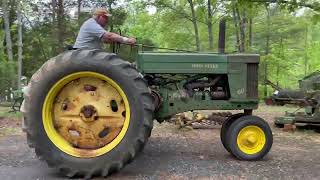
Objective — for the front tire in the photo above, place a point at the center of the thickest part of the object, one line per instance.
(123, 106)
(249, 138)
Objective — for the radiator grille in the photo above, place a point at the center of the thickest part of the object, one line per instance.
(252, 80)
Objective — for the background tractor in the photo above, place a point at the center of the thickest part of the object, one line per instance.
(89, 112)
(308, 97)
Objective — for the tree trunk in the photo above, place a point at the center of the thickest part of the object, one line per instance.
(267, 51)
(7, 29)
(243, 23)
(19, 18)
(110, 11)
(235, 20)
(281, 55)
(306, 53)
(250, 33)
(210, 33)
(54, 26)
(195, 24)
(79, 12)
(61, 25)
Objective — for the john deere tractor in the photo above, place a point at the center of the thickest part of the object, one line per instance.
(89, 113)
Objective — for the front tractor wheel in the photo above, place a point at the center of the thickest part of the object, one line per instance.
(249, 138)
(87, 113)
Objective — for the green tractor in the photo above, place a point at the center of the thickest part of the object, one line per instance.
(89, 113)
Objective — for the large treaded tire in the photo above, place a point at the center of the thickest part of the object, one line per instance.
(110, 65)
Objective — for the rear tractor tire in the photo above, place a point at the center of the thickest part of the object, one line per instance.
(249, 138)
(87, 113)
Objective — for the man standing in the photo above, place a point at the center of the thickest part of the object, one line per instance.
(92, 33)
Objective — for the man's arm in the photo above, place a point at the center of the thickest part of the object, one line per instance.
(113, 37)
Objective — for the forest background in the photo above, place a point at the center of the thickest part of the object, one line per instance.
(286, 33)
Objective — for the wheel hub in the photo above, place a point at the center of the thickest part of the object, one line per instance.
(251, 140)
(88, 113)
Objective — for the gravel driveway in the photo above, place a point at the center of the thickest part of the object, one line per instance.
(185, 154)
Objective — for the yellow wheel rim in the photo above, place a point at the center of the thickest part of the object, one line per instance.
(251, 139)
(86, 114)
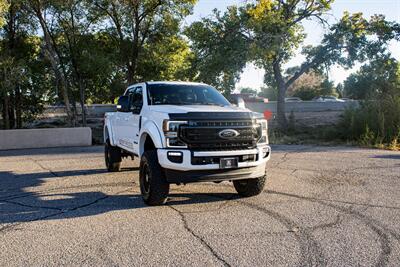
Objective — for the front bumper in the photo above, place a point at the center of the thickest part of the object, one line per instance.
(187, 165)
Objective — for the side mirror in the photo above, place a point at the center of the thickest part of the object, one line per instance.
(123, 104)
(240, 102)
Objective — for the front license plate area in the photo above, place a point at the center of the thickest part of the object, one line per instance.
(228, 163)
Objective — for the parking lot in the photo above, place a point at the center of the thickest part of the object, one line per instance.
(334, 206)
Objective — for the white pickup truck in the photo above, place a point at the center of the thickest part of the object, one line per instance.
(184, 133)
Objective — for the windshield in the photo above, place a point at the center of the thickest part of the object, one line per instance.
(184, 94)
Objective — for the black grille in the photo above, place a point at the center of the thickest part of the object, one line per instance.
(204, 135)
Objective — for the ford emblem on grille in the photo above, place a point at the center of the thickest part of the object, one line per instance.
(228, 134)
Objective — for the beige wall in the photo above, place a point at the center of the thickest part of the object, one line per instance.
(40, 138)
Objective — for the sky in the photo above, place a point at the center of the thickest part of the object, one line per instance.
(253, 77)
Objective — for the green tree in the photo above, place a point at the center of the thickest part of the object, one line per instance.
(271, 33)
(20, 92)
(220, 48)
(248, 90)
(3, 9)
(134, 23)
(307, 86)
(380, 76)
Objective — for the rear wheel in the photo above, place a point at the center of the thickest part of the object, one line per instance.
(250, 187)
(153, 185)
(112, 156)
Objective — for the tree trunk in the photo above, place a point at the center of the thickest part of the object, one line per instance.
(6, 111)
(281, 111)
(18, 108)
(55, 64)
(82, 102)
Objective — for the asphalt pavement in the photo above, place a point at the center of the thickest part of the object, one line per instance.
(322, 206)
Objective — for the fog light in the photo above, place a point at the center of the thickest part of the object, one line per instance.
(175, 156)
(265, 152)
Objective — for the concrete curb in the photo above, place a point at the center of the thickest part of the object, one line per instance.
(46, 137)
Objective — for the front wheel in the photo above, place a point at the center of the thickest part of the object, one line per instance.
(153, 184)
(250, 187)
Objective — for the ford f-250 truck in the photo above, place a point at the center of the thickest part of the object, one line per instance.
(184, 133)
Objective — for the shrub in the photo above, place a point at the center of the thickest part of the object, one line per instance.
(374, 122)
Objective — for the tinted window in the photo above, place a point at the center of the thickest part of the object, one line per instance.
(183, 94)
(136, 98)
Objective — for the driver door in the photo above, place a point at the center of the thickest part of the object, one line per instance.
(130, 121)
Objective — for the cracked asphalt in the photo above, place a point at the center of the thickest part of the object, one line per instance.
(322, 206)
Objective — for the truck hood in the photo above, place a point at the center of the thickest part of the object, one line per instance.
(194, 108)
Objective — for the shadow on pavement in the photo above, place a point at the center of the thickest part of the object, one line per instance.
(18, 204)
(392, 156)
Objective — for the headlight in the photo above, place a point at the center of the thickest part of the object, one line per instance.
(170, 129)
(264, 131)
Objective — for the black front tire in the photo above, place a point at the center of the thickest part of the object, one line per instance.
(250, 187)
(112, 155)
(153, 184)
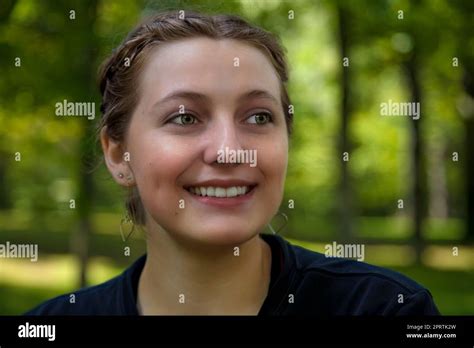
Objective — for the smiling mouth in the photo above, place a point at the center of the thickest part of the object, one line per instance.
(220, 192)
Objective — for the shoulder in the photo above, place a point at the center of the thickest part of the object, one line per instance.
(349, 287)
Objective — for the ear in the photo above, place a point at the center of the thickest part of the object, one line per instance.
(115, 159)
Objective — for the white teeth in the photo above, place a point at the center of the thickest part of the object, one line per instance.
(210, 191)
(221, 192)
(231, 191)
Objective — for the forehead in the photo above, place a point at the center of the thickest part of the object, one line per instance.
(210, 66)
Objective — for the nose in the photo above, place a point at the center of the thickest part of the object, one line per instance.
(223, 135)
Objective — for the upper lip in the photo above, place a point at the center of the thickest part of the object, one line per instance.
(222, 183)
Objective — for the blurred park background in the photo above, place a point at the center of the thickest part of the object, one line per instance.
(407, 188)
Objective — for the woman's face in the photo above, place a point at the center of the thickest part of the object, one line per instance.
(202, 100)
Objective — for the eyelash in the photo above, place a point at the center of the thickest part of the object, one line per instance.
(269, 118)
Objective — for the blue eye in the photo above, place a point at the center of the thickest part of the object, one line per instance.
(184, 119)
(260, 118)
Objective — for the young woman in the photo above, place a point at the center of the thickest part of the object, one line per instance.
(175, 95)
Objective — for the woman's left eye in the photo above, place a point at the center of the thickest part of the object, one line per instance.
(184, 119)
(260, 118)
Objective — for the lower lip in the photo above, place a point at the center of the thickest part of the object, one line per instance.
(224, 202)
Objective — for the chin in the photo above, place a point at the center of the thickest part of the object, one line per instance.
(224, 236)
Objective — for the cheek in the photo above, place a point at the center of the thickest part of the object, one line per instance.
(272, 161)
(157, 164)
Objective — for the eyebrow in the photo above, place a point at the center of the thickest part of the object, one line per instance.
(184, 94)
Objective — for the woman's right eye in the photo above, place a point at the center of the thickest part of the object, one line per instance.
(183, 119)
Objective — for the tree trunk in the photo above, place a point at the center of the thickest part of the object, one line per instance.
(345, 203)
(417, 160)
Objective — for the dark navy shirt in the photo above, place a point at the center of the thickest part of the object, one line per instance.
(303, 282)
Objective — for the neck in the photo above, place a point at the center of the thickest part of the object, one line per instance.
(183, 280)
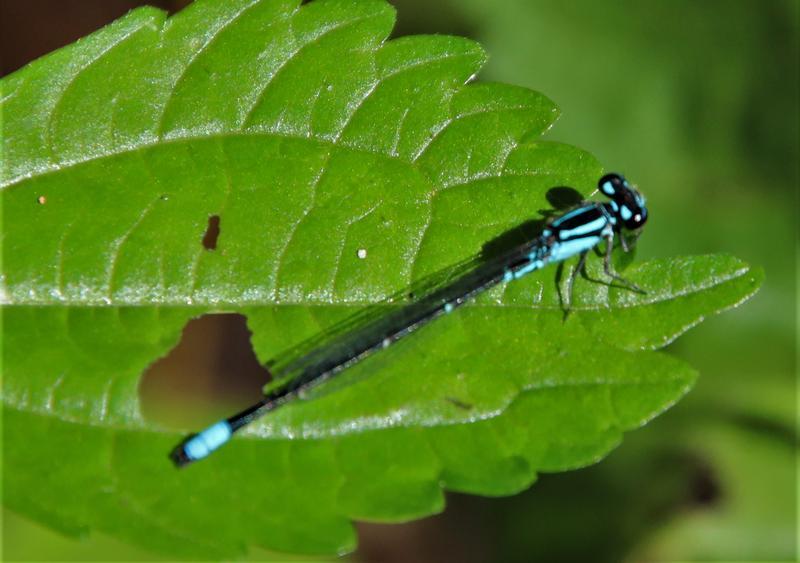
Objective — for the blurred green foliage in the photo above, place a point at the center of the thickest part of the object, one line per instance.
(697, 102)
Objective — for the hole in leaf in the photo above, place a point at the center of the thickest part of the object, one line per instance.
(211, 373)
(212, 233)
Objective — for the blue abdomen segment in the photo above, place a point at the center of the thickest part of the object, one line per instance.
(207, 441)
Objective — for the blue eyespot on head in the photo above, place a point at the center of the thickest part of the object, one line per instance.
(629, 205)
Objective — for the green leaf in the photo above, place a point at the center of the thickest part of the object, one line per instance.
(310, 136)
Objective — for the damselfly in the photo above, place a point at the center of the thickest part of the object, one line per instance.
(573, 233)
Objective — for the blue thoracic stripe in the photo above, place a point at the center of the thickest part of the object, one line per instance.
(587, 229)
(574, 233)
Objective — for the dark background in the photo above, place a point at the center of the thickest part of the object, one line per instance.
(697, 103)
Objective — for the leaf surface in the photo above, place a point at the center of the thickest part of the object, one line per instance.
(310, 137)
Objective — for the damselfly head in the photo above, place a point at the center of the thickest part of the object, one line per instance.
(627, 203)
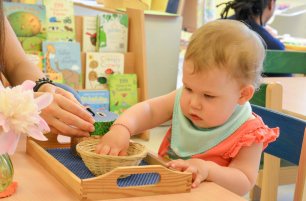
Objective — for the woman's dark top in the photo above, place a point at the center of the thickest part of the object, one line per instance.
(272, 43)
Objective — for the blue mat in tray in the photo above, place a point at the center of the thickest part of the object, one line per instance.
(77, 166)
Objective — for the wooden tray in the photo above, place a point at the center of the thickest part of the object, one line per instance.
(105, 186)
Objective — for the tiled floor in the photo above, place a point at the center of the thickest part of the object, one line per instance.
(285, 192)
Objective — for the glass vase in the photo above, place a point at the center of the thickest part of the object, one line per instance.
(6, 171)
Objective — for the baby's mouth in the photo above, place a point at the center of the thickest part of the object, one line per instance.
(195, 117)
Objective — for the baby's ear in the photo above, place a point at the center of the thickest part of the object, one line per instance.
(246, 93)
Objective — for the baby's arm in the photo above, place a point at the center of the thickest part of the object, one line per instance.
(138, 118)
(239, 177)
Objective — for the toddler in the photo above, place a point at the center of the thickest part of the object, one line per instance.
(214, 134)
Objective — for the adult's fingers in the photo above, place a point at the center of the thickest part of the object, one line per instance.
(73, 108)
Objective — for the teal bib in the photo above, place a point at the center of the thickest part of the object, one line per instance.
(188, 140)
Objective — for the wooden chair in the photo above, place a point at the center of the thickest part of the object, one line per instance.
(285, 62)
(270, 96)
(290, 146)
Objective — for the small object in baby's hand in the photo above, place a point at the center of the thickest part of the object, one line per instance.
(91, 112)
(103, 121)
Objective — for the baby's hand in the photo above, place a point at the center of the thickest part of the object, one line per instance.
(197, 167)
(115, 142)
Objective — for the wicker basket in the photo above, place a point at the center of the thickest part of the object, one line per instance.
(100, 164)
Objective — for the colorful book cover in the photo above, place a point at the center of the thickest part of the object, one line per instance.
(112, 32)
(36, 57)
(60, 20)
(97, 100)
(28, 22)
(99, 66)
(64, 58)
(123, 92)
(89, 33)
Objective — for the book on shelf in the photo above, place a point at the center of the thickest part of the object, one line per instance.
(36, 57)
(112, 32)
(98, 100)
(123, 92)
(62, 59)
(60, 23)
(89, 33)
(98, 67)
(28, 22)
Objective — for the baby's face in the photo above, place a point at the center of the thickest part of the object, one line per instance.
(208, 98)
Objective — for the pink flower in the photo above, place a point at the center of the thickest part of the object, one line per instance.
(19, 115)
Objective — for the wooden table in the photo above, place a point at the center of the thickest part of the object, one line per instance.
(36, 184)
(294, 94)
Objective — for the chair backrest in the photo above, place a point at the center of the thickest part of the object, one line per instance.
(279, 61)
(290, 145)
(268, 95)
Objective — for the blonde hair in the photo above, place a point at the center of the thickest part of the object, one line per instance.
(229, 45)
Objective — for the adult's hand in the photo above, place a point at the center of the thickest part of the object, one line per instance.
(65, 115)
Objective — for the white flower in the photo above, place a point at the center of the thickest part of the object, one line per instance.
(19, 114)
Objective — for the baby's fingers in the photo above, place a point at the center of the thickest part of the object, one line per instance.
(103, 149)
(196, 176)
(179, 164)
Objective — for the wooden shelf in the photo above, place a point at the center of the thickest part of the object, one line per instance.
(135, 58)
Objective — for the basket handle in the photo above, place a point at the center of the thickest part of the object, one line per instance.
(171, 181)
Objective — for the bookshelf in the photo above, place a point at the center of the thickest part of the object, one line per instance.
(135, 58)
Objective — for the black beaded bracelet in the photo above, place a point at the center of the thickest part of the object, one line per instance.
(41, 82)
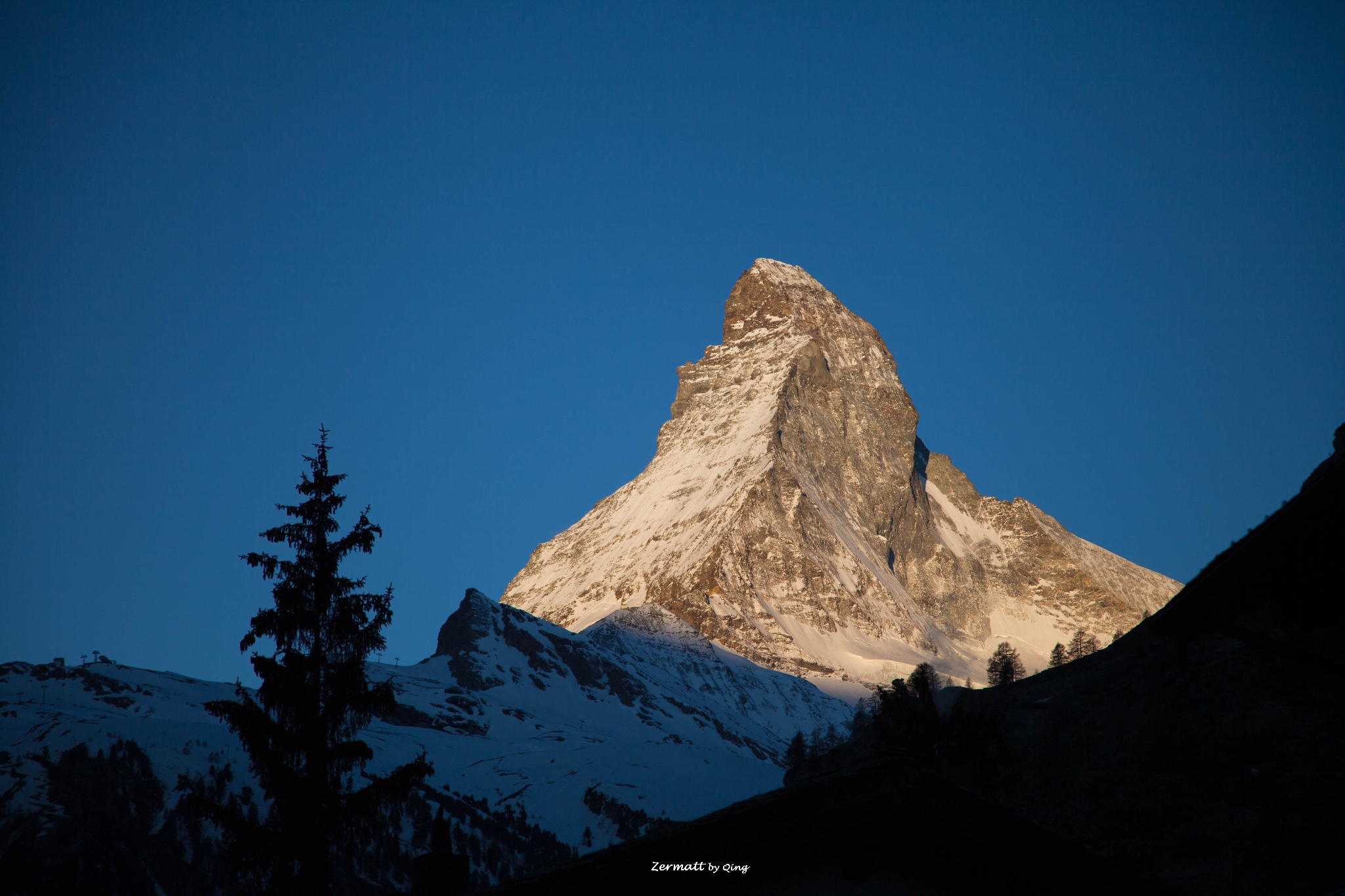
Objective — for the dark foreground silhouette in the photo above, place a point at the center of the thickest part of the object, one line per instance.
(1200, 754)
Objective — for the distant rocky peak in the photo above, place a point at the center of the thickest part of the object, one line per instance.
(793, 516)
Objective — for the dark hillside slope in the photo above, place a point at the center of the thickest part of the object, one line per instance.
(881, 828)
(1206, 747)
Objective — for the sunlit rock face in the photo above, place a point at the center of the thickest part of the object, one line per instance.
(793, 515)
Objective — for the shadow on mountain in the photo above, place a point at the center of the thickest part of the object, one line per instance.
(1199, 754)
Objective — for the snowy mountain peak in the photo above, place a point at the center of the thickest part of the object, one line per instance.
(793, 516)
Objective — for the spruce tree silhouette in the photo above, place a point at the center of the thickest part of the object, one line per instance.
(300, 727)
(1005, 666)
(797, 754)
(1080, 645)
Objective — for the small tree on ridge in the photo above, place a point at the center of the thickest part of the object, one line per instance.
(1005, 666)
(300, 727)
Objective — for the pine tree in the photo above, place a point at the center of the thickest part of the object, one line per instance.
(925, 681)
(300, 727)
(1080, 645)
(797, 754)
(1005, 666)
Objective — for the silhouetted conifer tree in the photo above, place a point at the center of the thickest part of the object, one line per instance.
(797, 754)
(315, 696)
(923, 681)
(1080, 645)
(1005, 666)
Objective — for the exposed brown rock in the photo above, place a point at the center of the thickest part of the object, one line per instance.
(793, 516)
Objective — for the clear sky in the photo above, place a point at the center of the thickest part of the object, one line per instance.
(1103, 241)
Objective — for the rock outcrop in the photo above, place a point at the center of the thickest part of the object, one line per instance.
(793, 515)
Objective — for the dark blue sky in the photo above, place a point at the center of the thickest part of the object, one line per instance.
(1103, 241)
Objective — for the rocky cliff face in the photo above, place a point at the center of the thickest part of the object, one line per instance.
(793, 515)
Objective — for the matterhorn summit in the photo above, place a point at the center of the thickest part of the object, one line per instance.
(791, 515)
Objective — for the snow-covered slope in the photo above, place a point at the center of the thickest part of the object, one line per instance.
(793, 515)
(512, 710)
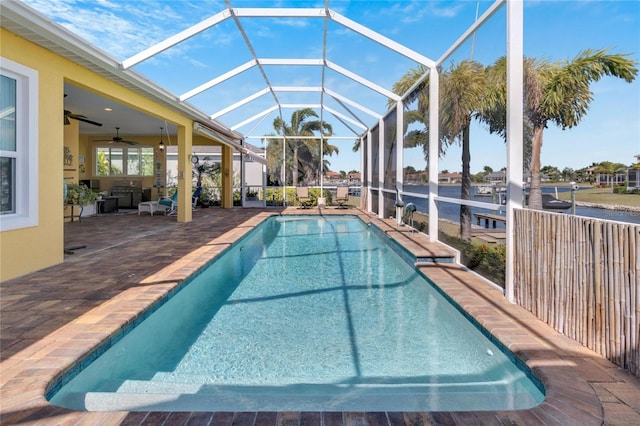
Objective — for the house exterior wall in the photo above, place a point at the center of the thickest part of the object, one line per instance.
(25, 250)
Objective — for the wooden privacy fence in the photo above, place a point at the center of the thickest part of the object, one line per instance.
(582, 277)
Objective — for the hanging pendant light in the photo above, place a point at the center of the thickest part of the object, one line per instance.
(161, 144)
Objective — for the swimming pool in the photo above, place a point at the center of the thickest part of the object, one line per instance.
(306, 314)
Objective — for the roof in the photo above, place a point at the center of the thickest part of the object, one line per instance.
(314, 77)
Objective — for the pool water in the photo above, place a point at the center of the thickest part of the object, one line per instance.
(306, 313)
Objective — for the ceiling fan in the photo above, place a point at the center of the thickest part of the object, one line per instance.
(68, 114)
(116, 139)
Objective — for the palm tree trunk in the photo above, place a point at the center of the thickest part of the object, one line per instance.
(294, 170)
(535, 192)
(465, 190)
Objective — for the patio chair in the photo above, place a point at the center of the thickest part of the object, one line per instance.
(169, 205)
(195, 196)
(302, 194)
(342, 196)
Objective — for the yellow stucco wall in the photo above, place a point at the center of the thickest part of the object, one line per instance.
(29, 249)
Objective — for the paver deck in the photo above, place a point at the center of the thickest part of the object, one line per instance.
(50, 318)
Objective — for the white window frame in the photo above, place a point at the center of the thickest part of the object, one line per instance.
(125, 160)
(26, 154)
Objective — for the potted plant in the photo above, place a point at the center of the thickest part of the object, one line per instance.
(205, 198)
(79, 195)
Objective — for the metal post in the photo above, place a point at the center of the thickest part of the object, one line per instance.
(515, 113)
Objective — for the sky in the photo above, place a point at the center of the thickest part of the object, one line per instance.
(553, 30)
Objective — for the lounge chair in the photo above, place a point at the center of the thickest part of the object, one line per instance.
(169, 205)
(302, 194)
(342, 196)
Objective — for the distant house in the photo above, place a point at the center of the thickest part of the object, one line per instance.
(449, 177)
(354, 178)
(499, 176)
(331, 177)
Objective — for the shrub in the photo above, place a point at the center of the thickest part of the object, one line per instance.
(488, 261)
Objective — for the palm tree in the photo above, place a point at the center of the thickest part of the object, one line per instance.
(301, 126)
(555, 92)
(461, 93)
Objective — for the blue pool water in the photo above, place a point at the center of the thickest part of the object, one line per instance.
(305, 313)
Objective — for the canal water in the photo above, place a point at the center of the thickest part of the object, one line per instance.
(452, 211)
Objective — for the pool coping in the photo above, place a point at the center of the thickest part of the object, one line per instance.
(577, 381)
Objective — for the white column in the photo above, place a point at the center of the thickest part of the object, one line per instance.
(434, 151)
(515, 87)
(399, 157)
(380, 168)
(369, 171)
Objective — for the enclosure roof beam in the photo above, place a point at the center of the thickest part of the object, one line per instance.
(380, 39)
(363, 81)
(278, 12)
(471, 30)
(240, 103)
(341, 98)
(218, 80)
(345, 118)
(255, 117)
(176, 39)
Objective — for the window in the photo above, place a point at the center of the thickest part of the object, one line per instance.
(124, 161)
(18, 146)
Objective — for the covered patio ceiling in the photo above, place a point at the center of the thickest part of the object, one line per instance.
(245, 66)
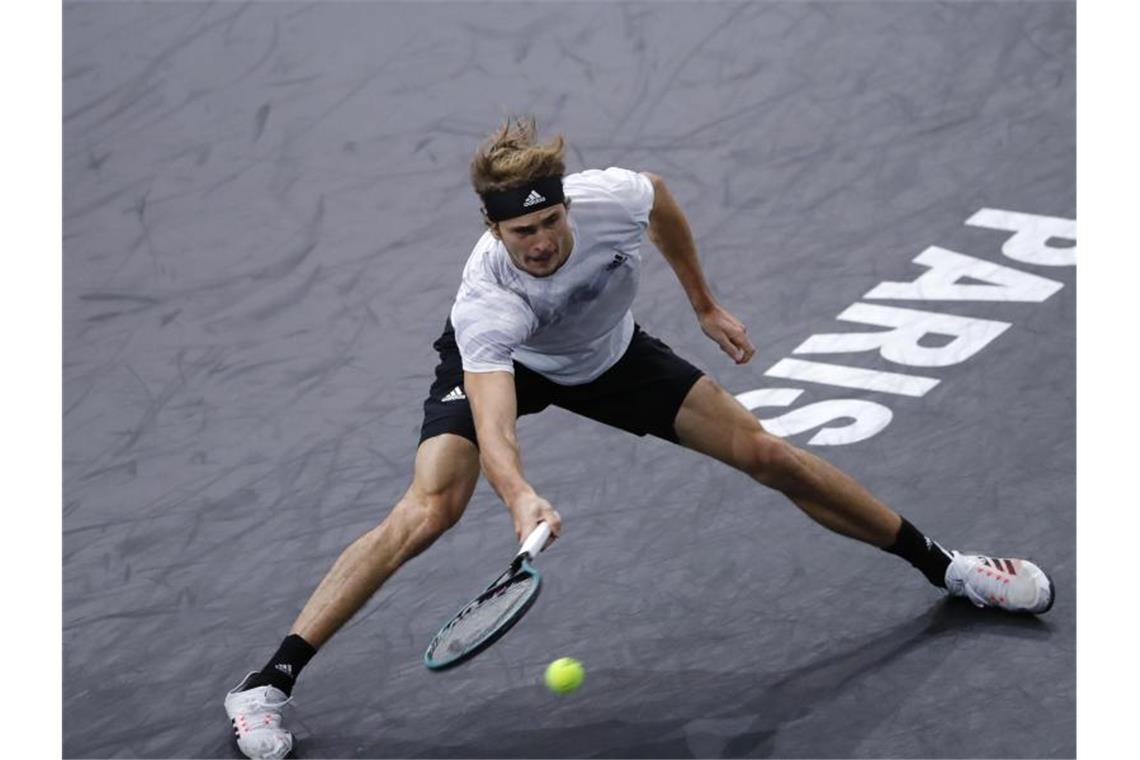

____________________

**WHAT YOU NEED TO DO**
Extract each line of the data above that contains the word "tractor" and copy those lines in full.

**TASK SOLUTION**
Objective — for the background tractor in the photo above, place a point at the center of the thickest part of the object, one line per instance.
Objective — for the john deere tractor in the photo above, place a point at the center of the thickest part of the object, one line per instance.
Objective — for the front tractor wheel in the photo above, place a point at the center of the thickest part of the object, one line per instance.
Objective — for the green tractor in the photo above, place a point at the center of the thickest part of the object, one line per instance.
Objective — for the rear tractor tire in the photo above, place a point at the center of the thickest part of the object, one line per instance.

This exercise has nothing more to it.